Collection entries
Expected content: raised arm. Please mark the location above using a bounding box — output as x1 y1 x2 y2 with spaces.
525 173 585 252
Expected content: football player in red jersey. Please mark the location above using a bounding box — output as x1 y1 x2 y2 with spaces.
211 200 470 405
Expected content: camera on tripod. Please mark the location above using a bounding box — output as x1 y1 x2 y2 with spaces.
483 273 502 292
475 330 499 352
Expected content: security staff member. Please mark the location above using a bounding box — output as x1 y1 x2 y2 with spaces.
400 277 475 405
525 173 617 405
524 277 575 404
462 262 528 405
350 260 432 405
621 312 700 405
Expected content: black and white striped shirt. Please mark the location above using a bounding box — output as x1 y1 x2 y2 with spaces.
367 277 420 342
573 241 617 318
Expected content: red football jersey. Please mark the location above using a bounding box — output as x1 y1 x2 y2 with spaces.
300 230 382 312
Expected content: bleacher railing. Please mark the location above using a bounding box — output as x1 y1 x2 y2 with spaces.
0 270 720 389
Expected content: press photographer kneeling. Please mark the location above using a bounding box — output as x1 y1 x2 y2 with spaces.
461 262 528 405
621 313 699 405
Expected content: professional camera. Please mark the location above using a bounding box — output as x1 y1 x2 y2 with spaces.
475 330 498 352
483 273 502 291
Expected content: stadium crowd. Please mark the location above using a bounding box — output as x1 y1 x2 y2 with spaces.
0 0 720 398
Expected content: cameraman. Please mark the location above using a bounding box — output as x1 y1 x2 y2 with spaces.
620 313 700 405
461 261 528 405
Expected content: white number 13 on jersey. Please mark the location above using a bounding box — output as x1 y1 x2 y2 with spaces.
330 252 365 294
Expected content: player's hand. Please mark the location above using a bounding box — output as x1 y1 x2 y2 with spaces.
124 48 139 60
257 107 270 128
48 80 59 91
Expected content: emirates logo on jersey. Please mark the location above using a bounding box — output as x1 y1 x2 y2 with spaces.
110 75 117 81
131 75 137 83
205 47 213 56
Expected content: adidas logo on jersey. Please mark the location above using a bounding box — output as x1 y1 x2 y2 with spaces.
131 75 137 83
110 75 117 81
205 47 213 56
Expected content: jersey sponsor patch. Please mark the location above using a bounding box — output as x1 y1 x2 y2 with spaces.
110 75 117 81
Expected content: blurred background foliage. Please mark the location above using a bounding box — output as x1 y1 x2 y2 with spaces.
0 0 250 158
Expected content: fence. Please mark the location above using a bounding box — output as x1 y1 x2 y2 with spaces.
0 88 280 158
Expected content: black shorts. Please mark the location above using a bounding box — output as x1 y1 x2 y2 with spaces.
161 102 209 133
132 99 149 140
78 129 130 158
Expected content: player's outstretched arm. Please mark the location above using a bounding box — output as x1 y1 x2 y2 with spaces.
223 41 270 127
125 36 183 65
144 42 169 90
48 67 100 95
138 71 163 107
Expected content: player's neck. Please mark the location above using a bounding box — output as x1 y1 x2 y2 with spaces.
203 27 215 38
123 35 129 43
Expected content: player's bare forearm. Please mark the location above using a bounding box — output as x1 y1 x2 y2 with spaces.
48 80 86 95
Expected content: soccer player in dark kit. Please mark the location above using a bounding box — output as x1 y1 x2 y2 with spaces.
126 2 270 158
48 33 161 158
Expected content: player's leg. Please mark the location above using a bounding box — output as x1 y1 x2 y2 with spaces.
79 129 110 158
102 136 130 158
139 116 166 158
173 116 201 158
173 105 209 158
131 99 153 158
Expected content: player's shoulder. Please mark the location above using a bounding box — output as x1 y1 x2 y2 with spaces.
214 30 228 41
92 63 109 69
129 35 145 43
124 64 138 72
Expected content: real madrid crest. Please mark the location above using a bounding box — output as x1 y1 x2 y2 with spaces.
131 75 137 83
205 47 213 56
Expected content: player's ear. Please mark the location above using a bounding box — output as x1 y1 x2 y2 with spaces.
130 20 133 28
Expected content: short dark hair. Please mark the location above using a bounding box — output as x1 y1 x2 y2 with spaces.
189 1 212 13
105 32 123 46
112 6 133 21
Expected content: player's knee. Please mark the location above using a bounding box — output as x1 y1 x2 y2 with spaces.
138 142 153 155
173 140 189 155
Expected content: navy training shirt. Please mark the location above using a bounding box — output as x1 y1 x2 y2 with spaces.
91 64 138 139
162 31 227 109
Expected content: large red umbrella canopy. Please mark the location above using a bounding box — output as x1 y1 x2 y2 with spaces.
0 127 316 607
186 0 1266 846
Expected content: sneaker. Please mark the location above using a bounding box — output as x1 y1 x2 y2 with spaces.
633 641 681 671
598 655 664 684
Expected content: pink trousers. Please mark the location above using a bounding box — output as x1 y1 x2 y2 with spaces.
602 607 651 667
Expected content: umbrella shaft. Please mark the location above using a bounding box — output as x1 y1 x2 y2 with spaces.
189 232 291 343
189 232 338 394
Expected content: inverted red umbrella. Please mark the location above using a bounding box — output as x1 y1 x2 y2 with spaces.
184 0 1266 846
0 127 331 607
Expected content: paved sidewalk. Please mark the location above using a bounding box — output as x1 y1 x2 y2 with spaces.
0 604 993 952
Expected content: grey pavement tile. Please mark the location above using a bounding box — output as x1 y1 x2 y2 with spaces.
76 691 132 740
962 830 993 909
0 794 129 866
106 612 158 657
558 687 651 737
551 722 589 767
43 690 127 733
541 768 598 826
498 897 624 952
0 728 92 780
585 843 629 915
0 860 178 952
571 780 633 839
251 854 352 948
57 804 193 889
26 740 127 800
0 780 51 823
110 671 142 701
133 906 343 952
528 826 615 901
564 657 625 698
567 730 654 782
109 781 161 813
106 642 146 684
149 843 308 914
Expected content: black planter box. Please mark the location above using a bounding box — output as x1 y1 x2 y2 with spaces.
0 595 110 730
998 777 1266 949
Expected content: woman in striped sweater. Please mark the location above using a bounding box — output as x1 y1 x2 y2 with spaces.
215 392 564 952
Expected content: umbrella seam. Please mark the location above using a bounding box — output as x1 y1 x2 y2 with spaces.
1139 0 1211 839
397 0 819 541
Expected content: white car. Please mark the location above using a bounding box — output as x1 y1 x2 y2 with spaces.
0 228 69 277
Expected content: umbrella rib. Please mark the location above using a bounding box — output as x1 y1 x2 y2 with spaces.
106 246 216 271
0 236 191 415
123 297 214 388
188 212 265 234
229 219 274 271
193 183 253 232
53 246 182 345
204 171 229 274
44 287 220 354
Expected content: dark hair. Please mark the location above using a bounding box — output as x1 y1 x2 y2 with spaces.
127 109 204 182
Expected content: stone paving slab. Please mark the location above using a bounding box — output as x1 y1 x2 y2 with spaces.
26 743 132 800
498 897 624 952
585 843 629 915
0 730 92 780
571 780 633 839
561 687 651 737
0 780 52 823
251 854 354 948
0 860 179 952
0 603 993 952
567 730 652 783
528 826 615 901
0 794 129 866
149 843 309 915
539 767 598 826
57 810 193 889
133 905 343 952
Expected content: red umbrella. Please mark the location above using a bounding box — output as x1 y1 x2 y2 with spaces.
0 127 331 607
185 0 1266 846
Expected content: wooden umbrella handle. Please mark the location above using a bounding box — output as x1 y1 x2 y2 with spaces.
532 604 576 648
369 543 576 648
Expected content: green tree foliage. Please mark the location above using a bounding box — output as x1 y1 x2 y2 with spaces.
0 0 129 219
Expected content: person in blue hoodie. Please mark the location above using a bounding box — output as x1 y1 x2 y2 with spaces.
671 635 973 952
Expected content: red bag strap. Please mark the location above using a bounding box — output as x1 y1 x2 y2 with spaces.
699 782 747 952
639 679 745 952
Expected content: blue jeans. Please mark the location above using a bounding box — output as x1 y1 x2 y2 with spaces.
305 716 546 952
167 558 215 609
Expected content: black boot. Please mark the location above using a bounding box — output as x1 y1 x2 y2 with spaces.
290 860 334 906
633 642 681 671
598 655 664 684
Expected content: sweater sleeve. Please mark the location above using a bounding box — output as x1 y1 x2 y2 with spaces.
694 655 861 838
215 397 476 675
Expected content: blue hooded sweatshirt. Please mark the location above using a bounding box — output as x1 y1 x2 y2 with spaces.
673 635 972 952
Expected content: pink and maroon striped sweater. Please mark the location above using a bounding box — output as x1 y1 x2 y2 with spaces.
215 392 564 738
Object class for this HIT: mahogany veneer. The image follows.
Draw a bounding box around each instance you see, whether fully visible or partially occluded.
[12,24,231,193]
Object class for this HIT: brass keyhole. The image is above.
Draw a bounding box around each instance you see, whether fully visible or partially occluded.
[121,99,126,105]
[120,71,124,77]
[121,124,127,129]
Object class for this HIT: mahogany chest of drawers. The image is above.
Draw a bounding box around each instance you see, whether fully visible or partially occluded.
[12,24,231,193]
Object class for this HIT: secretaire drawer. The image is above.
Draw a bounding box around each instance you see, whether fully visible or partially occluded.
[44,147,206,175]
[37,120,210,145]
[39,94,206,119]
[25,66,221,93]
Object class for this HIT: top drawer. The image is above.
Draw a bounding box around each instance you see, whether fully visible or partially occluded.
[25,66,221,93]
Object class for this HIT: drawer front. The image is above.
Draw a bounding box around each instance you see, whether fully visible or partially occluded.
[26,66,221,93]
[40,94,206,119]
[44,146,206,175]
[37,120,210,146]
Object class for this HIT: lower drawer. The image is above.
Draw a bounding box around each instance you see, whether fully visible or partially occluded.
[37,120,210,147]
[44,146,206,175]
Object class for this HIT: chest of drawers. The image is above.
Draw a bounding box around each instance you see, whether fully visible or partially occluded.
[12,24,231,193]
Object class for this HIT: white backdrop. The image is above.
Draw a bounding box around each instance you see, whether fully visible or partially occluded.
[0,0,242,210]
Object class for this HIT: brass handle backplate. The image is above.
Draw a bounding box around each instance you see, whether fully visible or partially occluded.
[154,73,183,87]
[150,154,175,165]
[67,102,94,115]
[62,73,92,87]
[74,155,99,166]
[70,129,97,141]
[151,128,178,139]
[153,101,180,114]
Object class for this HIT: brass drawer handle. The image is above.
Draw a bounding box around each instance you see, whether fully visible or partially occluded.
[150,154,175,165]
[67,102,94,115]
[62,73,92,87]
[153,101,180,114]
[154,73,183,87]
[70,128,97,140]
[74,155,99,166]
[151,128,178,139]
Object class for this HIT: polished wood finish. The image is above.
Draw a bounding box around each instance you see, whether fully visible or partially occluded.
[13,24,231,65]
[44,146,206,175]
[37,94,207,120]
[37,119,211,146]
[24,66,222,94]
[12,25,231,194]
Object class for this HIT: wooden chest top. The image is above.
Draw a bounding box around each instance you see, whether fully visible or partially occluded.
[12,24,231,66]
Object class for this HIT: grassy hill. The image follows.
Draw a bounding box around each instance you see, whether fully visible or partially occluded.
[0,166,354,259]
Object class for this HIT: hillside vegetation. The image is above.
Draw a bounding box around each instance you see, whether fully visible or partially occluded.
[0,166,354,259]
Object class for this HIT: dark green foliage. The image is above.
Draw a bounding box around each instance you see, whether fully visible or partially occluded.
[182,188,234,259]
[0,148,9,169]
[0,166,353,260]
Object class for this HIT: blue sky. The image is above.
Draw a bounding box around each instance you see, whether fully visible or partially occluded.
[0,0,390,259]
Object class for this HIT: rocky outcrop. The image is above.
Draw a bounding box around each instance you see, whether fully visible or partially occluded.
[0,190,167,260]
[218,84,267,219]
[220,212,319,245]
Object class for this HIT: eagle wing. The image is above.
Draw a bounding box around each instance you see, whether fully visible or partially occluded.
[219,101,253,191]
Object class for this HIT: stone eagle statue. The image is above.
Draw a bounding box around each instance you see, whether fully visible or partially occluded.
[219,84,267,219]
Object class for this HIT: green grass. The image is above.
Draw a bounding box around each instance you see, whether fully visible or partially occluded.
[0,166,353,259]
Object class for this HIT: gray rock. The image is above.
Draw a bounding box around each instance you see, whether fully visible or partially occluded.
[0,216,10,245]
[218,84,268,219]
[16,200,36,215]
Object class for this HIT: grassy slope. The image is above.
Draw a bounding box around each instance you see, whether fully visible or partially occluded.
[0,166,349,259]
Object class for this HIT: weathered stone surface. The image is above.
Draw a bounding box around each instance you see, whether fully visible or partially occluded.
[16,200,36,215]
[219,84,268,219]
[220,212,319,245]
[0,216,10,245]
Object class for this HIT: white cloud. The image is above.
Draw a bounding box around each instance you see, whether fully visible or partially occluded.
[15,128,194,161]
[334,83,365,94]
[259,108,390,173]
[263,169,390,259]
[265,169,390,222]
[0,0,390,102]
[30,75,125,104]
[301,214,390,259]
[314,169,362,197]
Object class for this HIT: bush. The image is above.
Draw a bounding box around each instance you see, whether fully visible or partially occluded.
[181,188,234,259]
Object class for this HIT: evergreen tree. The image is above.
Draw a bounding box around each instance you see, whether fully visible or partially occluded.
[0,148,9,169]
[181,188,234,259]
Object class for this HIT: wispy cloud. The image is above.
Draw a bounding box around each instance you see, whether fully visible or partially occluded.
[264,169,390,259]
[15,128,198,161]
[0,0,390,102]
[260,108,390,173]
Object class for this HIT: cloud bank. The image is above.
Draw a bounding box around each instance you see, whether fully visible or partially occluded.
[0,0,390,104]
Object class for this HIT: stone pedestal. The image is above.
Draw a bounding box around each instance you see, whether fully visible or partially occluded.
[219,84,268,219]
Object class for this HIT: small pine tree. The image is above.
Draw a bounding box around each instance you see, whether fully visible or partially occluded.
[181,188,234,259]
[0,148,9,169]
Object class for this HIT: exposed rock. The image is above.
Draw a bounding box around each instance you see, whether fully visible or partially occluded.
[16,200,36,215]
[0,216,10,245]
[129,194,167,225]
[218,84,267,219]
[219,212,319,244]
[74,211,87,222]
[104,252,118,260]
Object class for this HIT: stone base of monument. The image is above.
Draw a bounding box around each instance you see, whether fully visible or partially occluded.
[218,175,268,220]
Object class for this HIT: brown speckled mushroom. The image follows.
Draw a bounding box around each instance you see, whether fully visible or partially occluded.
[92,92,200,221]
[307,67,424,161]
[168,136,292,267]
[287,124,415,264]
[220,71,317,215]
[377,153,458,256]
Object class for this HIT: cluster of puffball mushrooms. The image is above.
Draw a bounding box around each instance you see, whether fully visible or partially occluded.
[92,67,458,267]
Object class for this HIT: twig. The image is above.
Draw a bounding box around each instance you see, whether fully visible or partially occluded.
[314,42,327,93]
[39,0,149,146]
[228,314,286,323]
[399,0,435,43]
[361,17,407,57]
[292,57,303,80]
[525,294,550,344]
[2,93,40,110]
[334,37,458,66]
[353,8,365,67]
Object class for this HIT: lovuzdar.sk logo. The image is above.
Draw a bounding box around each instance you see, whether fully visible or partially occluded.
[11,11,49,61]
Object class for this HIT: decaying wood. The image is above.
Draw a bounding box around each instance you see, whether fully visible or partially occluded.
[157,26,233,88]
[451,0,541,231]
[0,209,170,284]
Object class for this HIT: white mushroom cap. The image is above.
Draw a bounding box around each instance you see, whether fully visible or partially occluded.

- [EXERCISE AIM]
Reproduce the data starting at the line containing "Expected content: cameraman." and ending at the line containing "48 80 59 91", with "cameraman" swapped for "camera operator" and everything else left as is.

- [FULL RESPONSE]
Expected content: camera operator. Please mark the location above using a bounding box — output as x1 y1 x2 y2 with spaces.
620 313 700 405
461 261 528 405
Expected content: white number 13 on jersey. Please mark the location above using a bounding box — output as x1 y1 x2 y2 with spaces.
330 252 365 294
Expected content: player's hand. Please mark the location above using a bounding box — output as x1 y1 x2 y2 with spaces.
124 48 139 60
257 107 270 128
48 80 59 91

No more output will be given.